> [Instructions to follow]: For the entries below, print exactly the lines between the line holding "Can you help me out? I need the concrete rubble" and the line holding "Can you help me out? I need the concrete bunker", inclusive, and nothing else.

[Saved entries]

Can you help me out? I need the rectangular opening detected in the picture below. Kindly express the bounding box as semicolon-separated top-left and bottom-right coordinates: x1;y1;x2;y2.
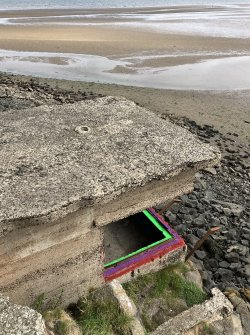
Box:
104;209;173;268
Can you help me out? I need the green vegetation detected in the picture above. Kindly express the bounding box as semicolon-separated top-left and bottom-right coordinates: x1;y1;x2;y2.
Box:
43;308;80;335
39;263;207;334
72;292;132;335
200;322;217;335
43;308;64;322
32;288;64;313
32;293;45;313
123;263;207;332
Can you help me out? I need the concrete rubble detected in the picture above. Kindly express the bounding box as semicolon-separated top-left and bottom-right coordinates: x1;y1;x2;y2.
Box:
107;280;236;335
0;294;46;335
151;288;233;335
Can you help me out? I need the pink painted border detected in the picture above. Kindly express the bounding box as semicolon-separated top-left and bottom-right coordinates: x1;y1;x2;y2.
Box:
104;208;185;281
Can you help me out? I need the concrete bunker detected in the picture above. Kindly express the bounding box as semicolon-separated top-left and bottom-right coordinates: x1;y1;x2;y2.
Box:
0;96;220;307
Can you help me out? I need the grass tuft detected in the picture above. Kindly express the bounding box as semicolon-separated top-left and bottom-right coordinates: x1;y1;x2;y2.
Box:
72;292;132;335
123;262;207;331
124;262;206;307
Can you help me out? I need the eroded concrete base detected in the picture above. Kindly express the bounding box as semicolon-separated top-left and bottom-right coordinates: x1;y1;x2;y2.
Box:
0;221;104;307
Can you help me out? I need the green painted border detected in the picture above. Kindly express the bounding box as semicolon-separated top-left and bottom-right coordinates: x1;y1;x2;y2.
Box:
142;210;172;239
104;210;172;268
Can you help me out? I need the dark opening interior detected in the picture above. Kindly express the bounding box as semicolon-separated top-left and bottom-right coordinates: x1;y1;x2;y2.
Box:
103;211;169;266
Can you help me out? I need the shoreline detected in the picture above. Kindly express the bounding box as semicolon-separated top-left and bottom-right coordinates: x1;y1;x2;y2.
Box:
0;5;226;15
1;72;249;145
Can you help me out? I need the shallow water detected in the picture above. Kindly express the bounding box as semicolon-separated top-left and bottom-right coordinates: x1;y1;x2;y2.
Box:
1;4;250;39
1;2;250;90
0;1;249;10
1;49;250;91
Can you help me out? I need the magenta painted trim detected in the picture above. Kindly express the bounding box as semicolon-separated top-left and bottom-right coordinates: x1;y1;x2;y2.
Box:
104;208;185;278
---
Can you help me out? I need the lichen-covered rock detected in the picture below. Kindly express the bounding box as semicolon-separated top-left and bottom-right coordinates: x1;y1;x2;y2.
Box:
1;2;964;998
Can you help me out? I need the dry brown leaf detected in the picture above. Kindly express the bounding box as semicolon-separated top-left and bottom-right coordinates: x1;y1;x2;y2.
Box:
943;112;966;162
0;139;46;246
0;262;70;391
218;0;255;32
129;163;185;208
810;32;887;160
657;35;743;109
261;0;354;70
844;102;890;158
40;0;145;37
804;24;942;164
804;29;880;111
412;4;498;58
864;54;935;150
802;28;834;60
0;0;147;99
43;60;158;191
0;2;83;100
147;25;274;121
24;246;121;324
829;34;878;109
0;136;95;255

> [Answer for this exercise]:
Can you help me out? I need the concrete rubble detected in the picture above. Kindly express the bounding box as semicolon-separated top-left and bottom-right coordinates: x1;y1;x2;y2.
Box:
107;280;236;335
0;294;46;335
151;288;233;335
Can you help me out? I need the pink painted border detected in the picture above. Kindly express the bounding box as semicolon-separated top-left and bottom-right coordinates: x1;y1;x2;y2.
Box:
104;208;185;281
Can you help me out? I need the concrete bunker detected in the picture above. Kindly express the bounding box as semicolon-separated top-left and bottom-right coordinates: x1;y1;x2;y2.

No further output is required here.